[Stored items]
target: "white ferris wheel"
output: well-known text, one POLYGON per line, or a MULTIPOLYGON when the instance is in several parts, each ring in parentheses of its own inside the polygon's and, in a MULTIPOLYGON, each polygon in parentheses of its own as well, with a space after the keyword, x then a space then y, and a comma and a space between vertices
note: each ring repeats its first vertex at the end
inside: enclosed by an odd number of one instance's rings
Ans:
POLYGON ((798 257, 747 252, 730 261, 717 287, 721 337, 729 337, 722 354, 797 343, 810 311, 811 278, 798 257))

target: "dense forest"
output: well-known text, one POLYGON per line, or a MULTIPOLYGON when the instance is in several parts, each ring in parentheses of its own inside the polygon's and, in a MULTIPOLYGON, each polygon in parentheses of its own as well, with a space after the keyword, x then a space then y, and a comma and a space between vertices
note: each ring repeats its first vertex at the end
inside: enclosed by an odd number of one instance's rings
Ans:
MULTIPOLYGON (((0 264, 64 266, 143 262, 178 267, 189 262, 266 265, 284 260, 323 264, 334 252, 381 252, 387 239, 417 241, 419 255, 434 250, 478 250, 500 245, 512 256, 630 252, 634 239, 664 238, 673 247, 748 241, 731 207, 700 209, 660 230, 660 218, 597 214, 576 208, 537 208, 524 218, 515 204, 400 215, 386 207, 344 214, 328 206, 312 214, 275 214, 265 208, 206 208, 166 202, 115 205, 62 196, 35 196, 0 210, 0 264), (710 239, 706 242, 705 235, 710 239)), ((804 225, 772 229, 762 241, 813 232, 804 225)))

** WORK INSTRUCTIONS **
Say how many lines of the data above have the string "target" in them, and write nothing besides that number.

** RESPONSE TO THE EXERCISE **
2